EXERCISE INSTRUCTIONS:
Lay out the records as a Markdown table with the columns "Row" and "Line," one numbered row per line. Begin at the start of the records and stop after the line that contains "[558, 403, 667, 708]", skipping blank lines and leaving out the pictures.

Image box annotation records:
**********
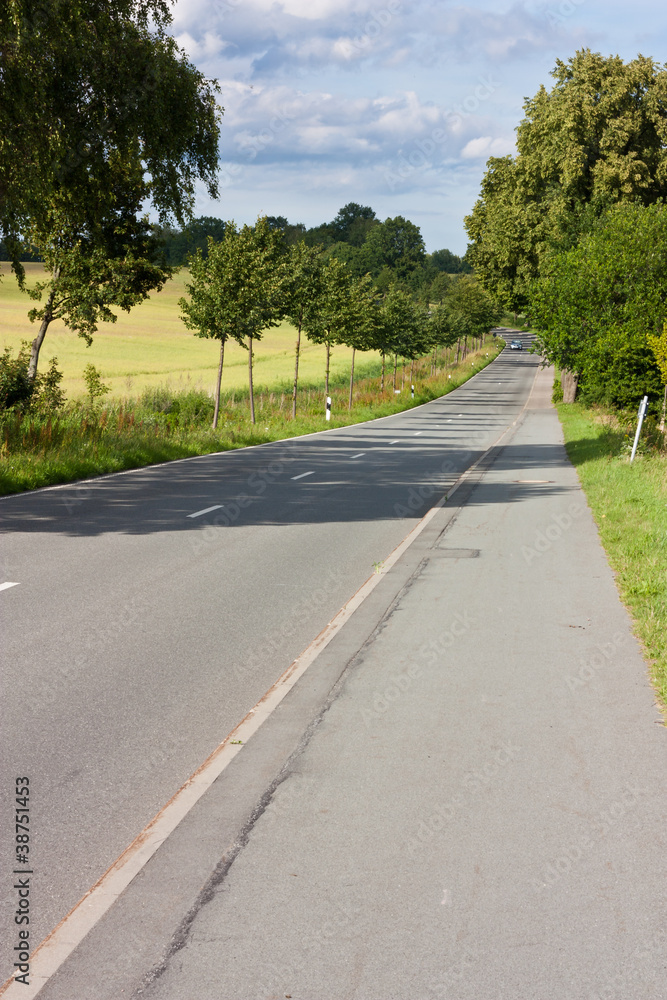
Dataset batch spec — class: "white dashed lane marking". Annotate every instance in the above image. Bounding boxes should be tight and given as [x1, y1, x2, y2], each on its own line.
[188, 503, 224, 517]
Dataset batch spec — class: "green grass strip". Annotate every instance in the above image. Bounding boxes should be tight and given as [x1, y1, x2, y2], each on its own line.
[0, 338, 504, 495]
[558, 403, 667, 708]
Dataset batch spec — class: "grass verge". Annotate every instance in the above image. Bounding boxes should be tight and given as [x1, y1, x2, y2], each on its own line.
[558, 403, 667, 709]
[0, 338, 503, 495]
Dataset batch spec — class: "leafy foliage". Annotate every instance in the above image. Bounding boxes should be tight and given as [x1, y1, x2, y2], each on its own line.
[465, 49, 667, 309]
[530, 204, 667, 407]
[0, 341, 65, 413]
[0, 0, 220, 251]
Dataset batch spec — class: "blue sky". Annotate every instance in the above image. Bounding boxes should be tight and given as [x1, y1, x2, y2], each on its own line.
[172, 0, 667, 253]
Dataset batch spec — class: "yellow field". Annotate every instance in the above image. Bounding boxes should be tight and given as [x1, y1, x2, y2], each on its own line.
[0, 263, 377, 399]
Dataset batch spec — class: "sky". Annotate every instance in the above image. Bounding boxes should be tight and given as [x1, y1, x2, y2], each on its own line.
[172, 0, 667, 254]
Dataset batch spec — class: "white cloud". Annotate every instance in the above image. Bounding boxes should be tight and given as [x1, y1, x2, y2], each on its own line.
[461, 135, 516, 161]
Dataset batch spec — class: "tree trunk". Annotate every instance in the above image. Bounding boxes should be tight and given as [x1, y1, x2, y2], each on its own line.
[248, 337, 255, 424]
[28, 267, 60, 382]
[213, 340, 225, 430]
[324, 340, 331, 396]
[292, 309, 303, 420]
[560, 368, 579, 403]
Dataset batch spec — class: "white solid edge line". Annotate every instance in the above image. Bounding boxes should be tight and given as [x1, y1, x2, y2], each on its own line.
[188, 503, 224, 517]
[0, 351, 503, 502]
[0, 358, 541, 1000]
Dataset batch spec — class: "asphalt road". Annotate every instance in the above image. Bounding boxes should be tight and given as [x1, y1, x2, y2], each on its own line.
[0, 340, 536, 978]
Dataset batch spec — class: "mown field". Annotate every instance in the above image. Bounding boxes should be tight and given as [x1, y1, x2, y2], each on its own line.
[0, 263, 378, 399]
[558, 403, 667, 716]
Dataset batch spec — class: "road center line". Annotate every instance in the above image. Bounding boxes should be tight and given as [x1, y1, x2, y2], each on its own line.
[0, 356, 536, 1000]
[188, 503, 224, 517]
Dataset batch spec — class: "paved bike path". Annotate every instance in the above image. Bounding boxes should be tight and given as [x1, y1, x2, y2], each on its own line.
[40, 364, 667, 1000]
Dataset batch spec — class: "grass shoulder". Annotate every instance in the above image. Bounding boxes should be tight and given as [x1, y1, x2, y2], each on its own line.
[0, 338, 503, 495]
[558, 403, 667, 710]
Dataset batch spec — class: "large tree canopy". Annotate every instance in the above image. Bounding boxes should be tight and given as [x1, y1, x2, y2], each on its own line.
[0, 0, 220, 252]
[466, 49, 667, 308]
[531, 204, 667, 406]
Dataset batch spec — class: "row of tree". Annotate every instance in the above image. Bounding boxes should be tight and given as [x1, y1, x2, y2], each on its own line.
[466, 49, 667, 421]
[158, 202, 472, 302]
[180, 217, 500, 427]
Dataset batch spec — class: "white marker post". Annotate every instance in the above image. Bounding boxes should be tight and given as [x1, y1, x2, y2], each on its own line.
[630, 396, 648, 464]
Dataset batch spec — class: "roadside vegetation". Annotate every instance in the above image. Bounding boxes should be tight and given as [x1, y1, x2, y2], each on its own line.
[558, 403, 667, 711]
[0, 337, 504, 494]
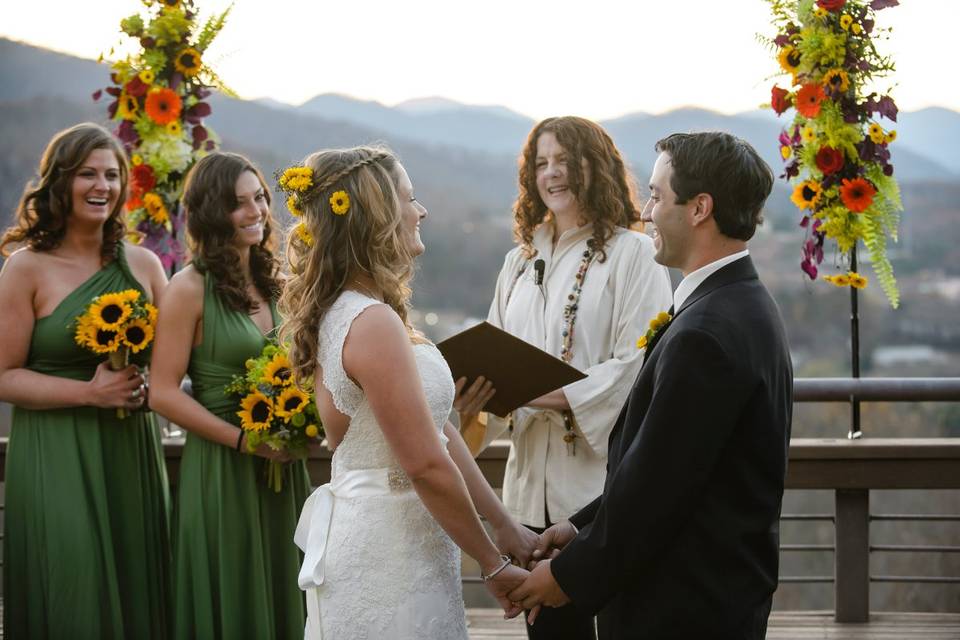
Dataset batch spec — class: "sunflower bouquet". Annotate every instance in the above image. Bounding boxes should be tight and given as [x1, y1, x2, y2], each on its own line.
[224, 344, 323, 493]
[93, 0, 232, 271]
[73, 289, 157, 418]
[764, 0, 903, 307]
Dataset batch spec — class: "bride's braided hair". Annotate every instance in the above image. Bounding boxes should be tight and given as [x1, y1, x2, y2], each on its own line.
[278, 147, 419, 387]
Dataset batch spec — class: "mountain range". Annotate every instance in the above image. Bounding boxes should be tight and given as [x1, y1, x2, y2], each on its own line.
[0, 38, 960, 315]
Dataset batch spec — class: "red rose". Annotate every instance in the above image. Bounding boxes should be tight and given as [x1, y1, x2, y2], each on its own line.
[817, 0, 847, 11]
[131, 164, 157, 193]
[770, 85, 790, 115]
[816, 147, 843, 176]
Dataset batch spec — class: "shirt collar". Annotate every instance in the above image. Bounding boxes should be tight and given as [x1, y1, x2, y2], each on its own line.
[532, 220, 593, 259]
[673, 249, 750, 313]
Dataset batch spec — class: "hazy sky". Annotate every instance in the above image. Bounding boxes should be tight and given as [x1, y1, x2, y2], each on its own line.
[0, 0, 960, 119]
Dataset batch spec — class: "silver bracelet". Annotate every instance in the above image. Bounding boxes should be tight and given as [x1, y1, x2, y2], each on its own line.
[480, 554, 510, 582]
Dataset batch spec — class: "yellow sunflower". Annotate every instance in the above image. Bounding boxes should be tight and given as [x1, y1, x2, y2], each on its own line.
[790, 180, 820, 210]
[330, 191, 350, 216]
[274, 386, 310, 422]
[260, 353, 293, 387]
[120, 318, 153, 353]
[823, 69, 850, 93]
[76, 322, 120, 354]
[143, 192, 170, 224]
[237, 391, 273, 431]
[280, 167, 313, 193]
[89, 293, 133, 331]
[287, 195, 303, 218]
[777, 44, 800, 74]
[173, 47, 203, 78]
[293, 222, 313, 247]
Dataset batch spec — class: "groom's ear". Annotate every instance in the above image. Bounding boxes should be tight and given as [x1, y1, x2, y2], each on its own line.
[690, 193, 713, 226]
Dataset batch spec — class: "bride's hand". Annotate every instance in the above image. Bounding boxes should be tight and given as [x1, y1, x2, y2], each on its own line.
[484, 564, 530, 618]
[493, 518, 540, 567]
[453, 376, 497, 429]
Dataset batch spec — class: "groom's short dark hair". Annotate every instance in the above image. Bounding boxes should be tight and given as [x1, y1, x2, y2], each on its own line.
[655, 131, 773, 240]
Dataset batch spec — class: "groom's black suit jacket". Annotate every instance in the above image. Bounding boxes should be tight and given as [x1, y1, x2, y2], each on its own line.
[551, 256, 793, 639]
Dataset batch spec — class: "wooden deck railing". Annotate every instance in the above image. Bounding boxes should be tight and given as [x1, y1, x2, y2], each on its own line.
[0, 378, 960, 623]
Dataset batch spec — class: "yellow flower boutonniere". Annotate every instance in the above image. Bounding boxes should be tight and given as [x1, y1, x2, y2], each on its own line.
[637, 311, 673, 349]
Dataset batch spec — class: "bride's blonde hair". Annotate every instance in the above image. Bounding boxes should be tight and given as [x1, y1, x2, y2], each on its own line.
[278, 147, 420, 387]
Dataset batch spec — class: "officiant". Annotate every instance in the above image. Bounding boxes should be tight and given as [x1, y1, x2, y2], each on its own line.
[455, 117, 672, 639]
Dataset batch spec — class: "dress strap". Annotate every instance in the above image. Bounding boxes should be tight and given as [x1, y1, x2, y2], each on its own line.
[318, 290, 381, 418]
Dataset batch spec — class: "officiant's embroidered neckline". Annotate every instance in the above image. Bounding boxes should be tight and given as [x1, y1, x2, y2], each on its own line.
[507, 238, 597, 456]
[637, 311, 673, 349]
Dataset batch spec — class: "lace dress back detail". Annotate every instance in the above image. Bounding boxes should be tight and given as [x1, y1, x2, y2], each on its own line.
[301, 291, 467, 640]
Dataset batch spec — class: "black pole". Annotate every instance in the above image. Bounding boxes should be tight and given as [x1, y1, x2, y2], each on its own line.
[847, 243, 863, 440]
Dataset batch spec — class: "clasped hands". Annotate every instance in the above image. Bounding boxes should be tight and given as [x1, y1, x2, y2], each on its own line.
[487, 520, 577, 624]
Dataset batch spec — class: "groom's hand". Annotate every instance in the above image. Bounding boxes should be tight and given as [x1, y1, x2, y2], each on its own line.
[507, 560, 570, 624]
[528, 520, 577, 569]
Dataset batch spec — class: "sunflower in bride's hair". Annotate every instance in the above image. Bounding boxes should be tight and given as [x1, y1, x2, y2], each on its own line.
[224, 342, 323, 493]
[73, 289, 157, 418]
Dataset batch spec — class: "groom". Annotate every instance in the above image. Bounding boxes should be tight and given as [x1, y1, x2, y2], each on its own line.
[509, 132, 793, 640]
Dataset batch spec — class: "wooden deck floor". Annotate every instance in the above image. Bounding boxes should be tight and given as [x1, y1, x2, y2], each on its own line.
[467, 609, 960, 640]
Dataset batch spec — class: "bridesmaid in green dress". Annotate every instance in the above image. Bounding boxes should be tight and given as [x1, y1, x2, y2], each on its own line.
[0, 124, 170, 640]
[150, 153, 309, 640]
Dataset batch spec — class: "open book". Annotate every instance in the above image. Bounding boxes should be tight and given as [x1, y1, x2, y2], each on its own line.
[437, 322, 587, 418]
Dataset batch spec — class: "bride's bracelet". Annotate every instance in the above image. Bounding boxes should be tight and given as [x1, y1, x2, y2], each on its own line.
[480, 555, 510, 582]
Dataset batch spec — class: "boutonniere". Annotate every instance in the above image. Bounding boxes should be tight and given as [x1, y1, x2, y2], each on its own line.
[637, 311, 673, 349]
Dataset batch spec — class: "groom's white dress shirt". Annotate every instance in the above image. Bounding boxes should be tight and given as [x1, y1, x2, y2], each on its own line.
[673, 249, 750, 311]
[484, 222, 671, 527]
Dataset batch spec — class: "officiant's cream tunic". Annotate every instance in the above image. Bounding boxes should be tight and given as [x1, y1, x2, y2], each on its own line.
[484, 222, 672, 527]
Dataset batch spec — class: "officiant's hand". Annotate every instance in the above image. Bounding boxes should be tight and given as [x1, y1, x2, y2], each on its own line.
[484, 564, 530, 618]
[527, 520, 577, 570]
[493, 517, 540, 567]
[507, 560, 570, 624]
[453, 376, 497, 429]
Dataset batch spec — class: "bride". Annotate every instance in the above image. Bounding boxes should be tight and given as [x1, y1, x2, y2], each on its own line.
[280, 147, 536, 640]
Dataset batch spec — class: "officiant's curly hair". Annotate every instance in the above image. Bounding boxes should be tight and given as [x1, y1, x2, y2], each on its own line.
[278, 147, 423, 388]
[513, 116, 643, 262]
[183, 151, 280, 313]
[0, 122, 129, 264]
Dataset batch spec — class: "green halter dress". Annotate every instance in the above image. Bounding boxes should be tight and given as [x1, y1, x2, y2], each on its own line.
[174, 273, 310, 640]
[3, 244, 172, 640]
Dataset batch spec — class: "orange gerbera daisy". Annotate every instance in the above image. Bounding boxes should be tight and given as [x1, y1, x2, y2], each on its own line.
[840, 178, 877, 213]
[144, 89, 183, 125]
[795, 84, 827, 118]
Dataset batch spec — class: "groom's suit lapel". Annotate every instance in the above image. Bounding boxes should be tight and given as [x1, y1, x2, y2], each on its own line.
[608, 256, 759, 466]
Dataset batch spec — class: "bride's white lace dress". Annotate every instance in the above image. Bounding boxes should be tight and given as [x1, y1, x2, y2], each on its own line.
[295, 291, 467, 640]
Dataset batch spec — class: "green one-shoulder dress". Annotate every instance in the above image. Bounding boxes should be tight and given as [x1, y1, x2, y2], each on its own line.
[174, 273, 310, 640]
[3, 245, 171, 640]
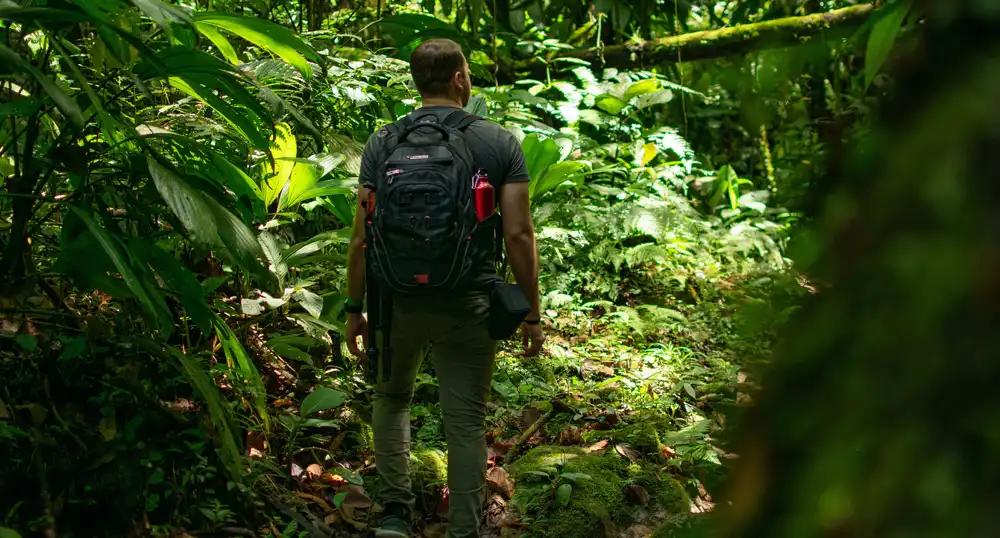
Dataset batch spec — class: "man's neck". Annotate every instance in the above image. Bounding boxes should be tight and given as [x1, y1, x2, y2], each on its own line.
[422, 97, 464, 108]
**********
REPLY TO THE TASK:
| Row | Line |
|---|---|
| 1 | Dataset batch spec — class: "white dashed lane marking". Annotate every instance in the above image. Bounding boxes should be tight and given as [x1, y1, x2, y2], each on its own line. |
| 2 | [188, 503, 224, 517] |
| 3 | Dataset batch spec — class: "green grass strip". Annotate every instance in the above image. Bounding boxes should be tight and given as [x1, y1, x2, y2], each on its own line. |
| 4 | [0, 338, 504, 495] |
| 5 | [558, 403, 667, 708] |